What you will do: Word for word, set down the entries below.

Source information:

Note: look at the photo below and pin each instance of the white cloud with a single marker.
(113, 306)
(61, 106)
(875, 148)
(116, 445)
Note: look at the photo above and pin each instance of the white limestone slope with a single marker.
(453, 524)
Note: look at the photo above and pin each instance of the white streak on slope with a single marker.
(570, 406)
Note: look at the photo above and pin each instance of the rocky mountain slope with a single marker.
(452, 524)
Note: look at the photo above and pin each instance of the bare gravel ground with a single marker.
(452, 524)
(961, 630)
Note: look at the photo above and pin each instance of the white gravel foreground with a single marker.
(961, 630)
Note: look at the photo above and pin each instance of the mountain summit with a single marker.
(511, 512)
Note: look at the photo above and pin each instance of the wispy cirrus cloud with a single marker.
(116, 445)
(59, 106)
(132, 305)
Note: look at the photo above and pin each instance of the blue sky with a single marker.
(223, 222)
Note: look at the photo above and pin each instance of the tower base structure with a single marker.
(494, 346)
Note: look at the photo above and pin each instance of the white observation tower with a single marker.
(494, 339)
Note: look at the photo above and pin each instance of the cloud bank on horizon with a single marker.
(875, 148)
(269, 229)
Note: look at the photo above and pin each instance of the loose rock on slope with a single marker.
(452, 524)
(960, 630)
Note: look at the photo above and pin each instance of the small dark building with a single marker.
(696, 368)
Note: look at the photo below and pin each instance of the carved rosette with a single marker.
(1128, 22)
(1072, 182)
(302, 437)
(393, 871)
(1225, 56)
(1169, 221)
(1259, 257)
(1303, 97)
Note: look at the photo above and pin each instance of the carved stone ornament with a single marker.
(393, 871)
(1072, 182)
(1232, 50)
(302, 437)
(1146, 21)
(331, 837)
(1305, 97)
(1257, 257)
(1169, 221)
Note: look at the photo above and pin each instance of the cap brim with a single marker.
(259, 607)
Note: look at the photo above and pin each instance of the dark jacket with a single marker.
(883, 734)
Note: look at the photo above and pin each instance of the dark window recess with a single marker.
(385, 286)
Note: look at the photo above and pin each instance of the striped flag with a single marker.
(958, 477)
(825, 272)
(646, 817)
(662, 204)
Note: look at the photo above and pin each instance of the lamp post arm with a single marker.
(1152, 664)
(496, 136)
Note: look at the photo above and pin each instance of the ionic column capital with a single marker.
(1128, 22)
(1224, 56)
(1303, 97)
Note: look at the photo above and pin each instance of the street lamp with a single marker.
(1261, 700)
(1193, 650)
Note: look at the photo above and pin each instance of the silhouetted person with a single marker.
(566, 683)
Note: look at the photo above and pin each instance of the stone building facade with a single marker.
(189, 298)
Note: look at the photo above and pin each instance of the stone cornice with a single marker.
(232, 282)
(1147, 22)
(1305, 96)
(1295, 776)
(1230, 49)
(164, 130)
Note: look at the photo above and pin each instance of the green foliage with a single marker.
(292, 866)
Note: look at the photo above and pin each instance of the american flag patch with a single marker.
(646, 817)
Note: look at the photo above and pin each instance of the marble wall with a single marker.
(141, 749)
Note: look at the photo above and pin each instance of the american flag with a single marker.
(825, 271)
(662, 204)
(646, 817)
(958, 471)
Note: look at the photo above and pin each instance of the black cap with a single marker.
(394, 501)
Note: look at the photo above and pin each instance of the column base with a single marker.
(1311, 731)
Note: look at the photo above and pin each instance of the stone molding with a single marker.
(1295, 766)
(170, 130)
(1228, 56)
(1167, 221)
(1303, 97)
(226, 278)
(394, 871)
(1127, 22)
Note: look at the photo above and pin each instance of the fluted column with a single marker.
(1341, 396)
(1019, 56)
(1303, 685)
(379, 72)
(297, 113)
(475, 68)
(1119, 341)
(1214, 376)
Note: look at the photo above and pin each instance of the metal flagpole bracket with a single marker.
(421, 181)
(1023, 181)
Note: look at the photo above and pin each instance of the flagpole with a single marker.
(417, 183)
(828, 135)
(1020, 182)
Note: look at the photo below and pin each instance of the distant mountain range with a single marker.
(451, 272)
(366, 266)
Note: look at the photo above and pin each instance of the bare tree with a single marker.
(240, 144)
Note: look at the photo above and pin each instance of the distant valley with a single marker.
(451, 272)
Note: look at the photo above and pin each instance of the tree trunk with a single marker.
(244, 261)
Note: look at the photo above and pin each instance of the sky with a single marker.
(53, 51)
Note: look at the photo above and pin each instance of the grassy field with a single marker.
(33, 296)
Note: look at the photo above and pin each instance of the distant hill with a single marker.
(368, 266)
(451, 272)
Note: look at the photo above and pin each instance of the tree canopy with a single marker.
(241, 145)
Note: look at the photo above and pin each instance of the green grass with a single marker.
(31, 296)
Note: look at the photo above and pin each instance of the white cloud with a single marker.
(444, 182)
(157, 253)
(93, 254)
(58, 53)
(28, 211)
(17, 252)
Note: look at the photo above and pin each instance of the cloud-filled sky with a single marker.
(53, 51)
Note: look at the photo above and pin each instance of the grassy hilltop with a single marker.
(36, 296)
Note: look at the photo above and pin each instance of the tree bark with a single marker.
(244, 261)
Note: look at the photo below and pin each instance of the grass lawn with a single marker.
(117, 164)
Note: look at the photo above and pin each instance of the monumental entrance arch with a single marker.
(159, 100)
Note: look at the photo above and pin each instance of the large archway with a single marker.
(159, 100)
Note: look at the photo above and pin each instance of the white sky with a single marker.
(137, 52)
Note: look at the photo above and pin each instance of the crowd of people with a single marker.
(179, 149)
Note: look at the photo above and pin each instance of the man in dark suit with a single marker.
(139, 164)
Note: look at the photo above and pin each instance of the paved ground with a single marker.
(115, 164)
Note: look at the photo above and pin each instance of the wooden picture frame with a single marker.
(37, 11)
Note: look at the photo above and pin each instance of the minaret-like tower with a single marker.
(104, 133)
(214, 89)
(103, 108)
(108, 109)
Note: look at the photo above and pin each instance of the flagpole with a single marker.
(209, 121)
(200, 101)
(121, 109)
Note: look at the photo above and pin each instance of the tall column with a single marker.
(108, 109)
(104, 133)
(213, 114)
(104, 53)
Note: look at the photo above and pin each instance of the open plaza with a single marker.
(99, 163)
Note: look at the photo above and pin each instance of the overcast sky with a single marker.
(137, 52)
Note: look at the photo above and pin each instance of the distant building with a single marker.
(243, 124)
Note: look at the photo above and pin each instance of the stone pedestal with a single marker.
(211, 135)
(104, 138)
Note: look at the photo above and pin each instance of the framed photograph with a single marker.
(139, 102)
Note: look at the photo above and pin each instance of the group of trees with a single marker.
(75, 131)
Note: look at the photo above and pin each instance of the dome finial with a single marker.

Output of the exercise:
Note: look at the photo below and pin each instance of the white cloud with a single marker.
(113, 306)
(61, 106)
(875, 148)
(116, 445)
Note: look at the photo above and pin each instance of the white limestone slope with a single marker.
(453, 524)
Note: look at the photo above and pin each instance of the white streak on slope with a single marker.
(570, 406)
Note: look at the photo above and pin each instance of the rocky mountain slope with a single marker.
(452, 524)
Note: look at the photo above and pin each instance of the bare gravel ground with a single marker.
(452, 524)
(961, 630)
Note: look at the photo above and pin each instance of the white gravel foreground with a single marker.
(961, 630)
Note: look at the photo above and pin each instance of the mountain summit with a single marker.
(511, 512)
Note: look at the photo above and pin each instance of the wispy cirrus cloud with a single marker.
(116, 445)
(59, 106)
(132, 305)
Note: look at the photo above and pin each instance of the blue sky with a single marker.
(223, 222)
Note: look at the photo above and pin each instance of the tower base structure with a single marker.
(494, 346)
Note: look at the photo above and pin each instance of the white observation tower with a single marker.
(494, 339)
Note: look at the photo above and pin each instance of the cloud bank on horizon with a single marker.
(875, 148)
(269, 229)
Note: look at the photo above and pin each instance of the loose rock on slope with a single marker.
(452, 524)
(960, 630)
Note: look at the photo above and pin each instance of the small dark building with a single marker.
(696, 368)
Note: look at the photo below and pin each instance of the carved rosette with a single marker.
(1128, 22)
(1072, 182)
(302, 437)
(393, 871)
(1225, 56)
(1169, 221)
(1259, 257)
(1303, 97)
Note: look at the photo above and pin each instance of the carved stone ornament with a single marker.
(393, 871)
(1072, 182)
(1232, 50)
(302, 437)
(1146, 21)
(331, 837)
(1305, 97)
(1257, 257)
(1169, 221)
Note: look at the photo above and pin each instance of the cap brim with a single marker.
(259, 607)
Note: look at the photo above and pin each instance of the dark jacket with a single marker.
(883, 734)
Note: look at the photo above and pin each instance of the dark window recess with a single marker.
(385, 286)
Note: look at the photo above and pin each instance of the striped flag with a single marker.
(958, 477)
(825, 272)
(646, 817)
(662, 204)
Note: look at the photo above and pin each instance of the lamp post arm with a single marker.
(1152, 664)
(496, 136)
Note: look at the photo above and pin each instance of the ionic column capital with a single marker.
(1128, 22)
(1224, 56)
(1303, 97)
Note: look at the photo above and pin each instance of the street lamp with a single marker.
(1261, 700)
(1193, 650)
Note: look at the photo above and pin each instance of the silhouetted person with a single marker.
(566, 683)
Note: look at the photo above and pin each instance of the stone building facade with a single marker.
(189, 298)
Note: look at the photo above and pin each instance of the stone cornice with a single marker.
(232, 282)
(1147, 22)
(1305, 96)
(1295, 776)
(1230, 49)
(164, 130)
Note: look at the photo above and pin each instance of the green foliage with a single marker.
(292, 866)
Note: look at the photo above and pin each instance of the american flag patch with a single marker.
(646, 817)
Note: look at the photo above and pin each instance of the marble wall with a single marker.
(141, 749)
Note: look at the photo above and pin each instance of the american flag with a single marker.
(825, 271)
(662, 204)
(646, 817)
(958, 471)
Note: look at the photo above and pin each instance of the black cap with a single marker.
(394, 501)
Note: look at the photo above and pin each instance of the column base with a single marker.
(1311, 731)
Note: look at the photo above and pin each instance of the stone molding with a single marker.
(1295, 766)
(170, 130)
(1228, 56)
(1167, 221)
(1303, 97)
(226, 278)
(394, 871)
(1127, 22)
Note: look at the photo above and pin each instance of the fluted column with a single marker.
(1341, 396)
(1019, 56)
(1303, 685)
(379, 72)
(297, 113)
(475, 68)
(1119, 341)
(1214, 376)
Note: look at the photo above and pin each instance of the metal flagpole bracket with a single marker.
(421, 181)
(1023, 181)
Note: look at the photo above and pin each instance of the flagpole with a single marker.
(417, 183)
(828, 135)
(1020, 182)
Note: look at the photo below and pin each instance of the distant mountain range with a single marker.
(451, 272)
(366, 266)
Note: look at the photo above and pin each instance of the bare tree with a single marker.
(240, 144)
Note: look at the photo above and pin each instance of the distant valley with a single marker.
(451, 272)
Note: look at the photo above and pin each instance of the tree trunk with a single marker.
(244, 261)
Note: look at the photo above and pin each instance of the sky with a single marker.
(53, 51)
Note: look at the photo above and pin each instance of the grassy field with a single marker.
(33, 296)
Note: look at the photo above and pin each instance of the distant hill with a single marker.
(368, 266)
(451, 272)
Note: look at the photo above and pin each instance of the tree canopy with a single marker.
(241, 145)
Note: look at the photo above and pin each instance of the green grass with a single marker.
(31, 296)
Note: look at the photo above and pin each instance of the white cloud with a single marker.
(444, 182)
(157, 253)
(93, 254)
(58, 53)
(28, 211)
(17, 252)
Note: look at the photo above and pin each instance of the cloud-filled sky with a single marker.
(53, 51)
Note: look at the photo above and pin each instance of the grassy hilltop with a single marker.
(36, 296)
Note: look at the photo above and pin each instance of the tree bark with a single marker.
(244, 261)
Note: look at the photo below and pin each instance of the grass lawn with a single marker.
(117, 164)
Note: look at the photo above and pin each instance of the monumental entrance arch with a single marker.
(159, 100)
Note: look at the photo above and pin each instance of the large archway with a single marker.
(159, 100)
Note: look at the photo above and pin each instance of the white sky with a single marker.
(137, 52)
Note: look at the photo above and pin each instance of the crowd of people with a single marker.
(179, 149)
Note: look at the photo above and pin each instance of the man in dark suit with a single marker.
(139, 164)
Note: look at the photo above and pin each instance of the paved ground with a single marker.
(115, 164)
Note: look at the photo above and pin each instance of the wooden picture frame with a single marker.
(37, 11)
Note: look at the photo above and pin each instance of the minaret-like tower with a single marker.
(104, 133)
(214, 89)
(103, 108)
(108, 109)
Note: look at the photo above and pin each instance of the flagpole with a single marker.
(209, 121)
(200, 101)
(121, 109)
Note: look at the photo above and pin each instance of the tall column with a single marker.
(108, 109)
(104, 133)
(213, 114)
(104, 53)
Note: look at the photo above and pin each instance of the open plaza with a single marker.
(99, 163)
Note: look at the photo above and pin each instance of the overcast sky with a single marker.
(137, 52)
Note: look at the photo above and pin each instance of the distant building with a single marker.
(243, 124)
Note: look at the photo above and pin each instance of the stone pedestal with a single marker.
(211, 135)
(104, 138)
Note: look at the photo above and pin each instance of the framed photograph with a single marker.
(139, 102)
Note: look at the photo above and pin each instance of the group of trees with a single marker.
(75, 131)
Note: look at the photo above and pin each instance of the dome finial with a single marker.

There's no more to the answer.